§ Activity
Write out the part of the text on developing Covid-19 vaccines that starts at "Developing Covid-19 Vaccines" and ends at "for mass manufactering.", word for word.
++++ Passage
Developing Covid-19 Vaccines at Pandemic Speed - NEJM

Bron: 30-3-2020; https://www.nejm.org/doi/full/10.1056/NEJMp2005630By: N. Lurie

Describe the pitfalls of developing vaccines rapidly 


  • CEPI (coalition for epidemic preparedness inovation) is an international nongovernmental organisation that aims to develop reserves of investigational vaccines for each pathogen after such vaccines have completed phase 2a trials, expecting that they will undergo clinical trials during future outbreaks. In addition; it aims to develop a platform to prepare for “disease X”, an unknown newly emerging epidemic disease (like covid-19).
  • An ideal platform would support development from viral sequencing to clinical trials in less than 16 weeks and afterwards be ready for mass manufactering. 
  • Especially DNA- and RNA based vaccines can be quickly made. 
  • Use of next-generation sequencing and reverse genetics may also cut development time of more conventional vaccines during epidemics. 
  • SARS-CoV-2 vaccine development poses challanges:
    • Debate on the ideal immunogen 
    • Second, preclinical experience with vaccine candidates for SARS and the Middle East respiratory syndrome (MERS) have raised concerns about exacerbating lung disease, either directly or as a result of antibody-dependent enhancement. Therefore rigorous safety monitoring in clinical trials is essential.
    • The duration of potential duration of immunity is unknown
    • Vaccine development is lengthy and expensive, for a pandemic quick development is needed. Therefore several steps need to be taken simultaneously, leading to additional costs. (see figure)
    • CEPI started vaccine development as soon as the first covid cases in Wuhan. Development is proceeding quickly:
      • a phase 1 clinical trial started on march 16
      • Phase 2 studies are being prepared, which means manufacturing will need to be scaled up quickly to reach commercial levels (even before safety and immunogenicity data are available..) which is very costly. This is however very difficult to finance since its effectivity is not even known.
++++++++
++++ Recorded data
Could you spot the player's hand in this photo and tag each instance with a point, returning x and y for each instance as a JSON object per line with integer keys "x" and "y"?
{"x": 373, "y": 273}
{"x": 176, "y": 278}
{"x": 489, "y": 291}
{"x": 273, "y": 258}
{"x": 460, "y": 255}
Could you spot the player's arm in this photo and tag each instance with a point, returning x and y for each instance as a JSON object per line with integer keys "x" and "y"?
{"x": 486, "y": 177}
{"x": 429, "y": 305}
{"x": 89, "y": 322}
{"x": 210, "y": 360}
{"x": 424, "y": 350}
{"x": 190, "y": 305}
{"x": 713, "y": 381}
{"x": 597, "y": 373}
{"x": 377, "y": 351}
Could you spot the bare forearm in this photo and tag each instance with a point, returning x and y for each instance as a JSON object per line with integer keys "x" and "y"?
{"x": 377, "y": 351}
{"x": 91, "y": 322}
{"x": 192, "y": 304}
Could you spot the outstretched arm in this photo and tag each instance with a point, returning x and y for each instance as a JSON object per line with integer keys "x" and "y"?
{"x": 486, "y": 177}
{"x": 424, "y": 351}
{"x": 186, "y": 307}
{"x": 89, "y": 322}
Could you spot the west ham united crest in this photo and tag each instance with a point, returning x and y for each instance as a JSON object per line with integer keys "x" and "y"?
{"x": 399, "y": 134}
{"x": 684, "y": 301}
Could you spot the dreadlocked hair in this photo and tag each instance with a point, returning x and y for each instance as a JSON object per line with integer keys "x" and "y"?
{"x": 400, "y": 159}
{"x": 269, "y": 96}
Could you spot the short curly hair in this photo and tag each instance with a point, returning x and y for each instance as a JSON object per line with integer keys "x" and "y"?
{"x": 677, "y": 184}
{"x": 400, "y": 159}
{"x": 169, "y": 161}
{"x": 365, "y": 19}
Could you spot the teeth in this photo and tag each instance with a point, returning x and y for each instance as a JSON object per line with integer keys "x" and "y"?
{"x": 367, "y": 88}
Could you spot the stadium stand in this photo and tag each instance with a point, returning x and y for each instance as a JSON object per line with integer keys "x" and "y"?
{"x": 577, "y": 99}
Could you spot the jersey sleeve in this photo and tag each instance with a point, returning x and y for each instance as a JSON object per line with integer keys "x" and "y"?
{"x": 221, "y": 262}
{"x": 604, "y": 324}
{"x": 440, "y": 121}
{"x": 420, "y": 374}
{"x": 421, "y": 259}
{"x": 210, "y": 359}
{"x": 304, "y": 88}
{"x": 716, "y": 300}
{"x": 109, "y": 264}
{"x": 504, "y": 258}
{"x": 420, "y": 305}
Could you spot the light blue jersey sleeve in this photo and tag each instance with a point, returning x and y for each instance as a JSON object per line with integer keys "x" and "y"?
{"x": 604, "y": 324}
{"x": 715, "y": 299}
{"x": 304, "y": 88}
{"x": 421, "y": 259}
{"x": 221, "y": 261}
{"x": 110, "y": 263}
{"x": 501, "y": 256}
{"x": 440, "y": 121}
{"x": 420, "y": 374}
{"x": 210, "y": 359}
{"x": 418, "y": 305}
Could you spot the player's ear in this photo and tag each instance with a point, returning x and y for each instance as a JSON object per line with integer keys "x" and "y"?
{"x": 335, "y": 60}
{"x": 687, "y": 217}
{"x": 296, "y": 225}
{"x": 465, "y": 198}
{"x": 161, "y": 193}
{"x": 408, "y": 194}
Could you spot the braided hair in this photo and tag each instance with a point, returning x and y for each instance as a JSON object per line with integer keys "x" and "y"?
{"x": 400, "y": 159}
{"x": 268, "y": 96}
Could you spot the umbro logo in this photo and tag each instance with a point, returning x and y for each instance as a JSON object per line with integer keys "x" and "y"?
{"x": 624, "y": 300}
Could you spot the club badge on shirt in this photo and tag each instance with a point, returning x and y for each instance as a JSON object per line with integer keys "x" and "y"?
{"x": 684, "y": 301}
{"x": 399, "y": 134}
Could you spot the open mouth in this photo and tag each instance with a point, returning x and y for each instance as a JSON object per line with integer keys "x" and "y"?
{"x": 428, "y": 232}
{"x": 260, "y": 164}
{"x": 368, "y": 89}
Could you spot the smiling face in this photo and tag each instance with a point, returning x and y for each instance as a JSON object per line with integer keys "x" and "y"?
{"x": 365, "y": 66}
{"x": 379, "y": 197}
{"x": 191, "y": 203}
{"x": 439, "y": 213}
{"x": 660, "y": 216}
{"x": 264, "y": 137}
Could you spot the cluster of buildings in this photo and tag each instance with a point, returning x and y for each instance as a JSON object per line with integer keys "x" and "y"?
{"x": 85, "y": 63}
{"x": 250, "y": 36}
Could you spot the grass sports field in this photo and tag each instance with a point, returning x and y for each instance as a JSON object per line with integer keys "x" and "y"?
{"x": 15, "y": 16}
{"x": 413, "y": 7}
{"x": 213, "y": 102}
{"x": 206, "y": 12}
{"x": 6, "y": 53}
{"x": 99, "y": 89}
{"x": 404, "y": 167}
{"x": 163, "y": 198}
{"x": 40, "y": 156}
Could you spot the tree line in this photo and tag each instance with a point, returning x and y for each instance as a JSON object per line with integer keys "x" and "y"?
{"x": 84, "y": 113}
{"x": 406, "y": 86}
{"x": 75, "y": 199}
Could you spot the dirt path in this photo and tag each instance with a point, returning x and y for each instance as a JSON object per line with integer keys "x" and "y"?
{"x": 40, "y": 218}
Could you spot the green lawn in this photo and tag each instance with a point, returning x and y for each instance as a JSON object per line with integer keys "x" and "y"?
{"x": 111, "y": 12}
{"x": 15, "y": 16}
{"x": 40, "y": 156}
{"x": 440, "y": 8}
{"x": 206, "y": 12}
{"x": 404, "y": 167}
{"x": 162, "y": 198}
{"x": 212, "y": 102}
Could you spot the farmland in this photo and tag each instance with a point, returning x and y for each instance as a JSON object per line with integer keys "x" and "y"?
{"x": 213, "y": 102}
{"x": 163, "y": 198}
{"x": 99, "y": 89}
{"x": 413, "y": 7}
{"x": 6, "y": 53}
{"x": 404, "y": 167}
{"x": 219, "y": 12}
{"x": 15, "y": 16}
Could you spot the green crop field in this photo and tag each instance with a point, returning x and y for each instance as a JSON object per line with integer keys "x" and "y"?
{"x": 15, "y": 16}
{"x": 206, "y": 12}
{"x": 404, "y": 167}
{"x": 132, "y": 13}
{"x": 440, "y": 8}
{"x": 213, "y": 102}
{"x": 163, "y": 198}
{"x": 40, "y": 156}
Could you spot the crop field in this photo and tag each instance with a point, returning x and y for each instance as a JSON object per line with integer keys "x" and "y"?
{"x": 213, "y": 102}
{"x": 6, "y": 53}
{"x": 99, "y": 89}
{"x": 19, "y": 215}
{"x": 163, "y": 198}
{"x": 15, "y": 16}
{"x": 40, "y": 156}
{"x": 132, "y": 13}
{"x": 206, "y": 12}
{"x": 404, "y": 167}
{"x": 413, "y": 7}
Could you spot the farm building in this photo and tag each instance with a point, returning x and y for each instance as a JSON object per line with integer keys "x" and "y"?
++++++++
§ Solution
Developing Covid-19 Vaccines at Pandemic Speed - NEJM

Bron: 30-3-2020; https://www.nejm.org/doi/full/10.1056/NEJMp2005630By: N. Lurie

Describe the pitfalls of developing vaccines rapidly 


  • CEPI (coalition for epidemic preparedness inovation) is an international nongovernmental organisation that aims to develop reserves of investigational vaccines for each pathogen after such vaccines have completed phase 2a trials, expecting that they will undergo clinical trials during future outbreaks. In addition; it aims to develop a platform to prepare for “disease X”, an unknown newly emerging epidemic disease (like covid-19).
  • An ideal platform would support development from viral sequencing to clinical trials in less than 16 weeks and afterwards be ready for mass manufactering.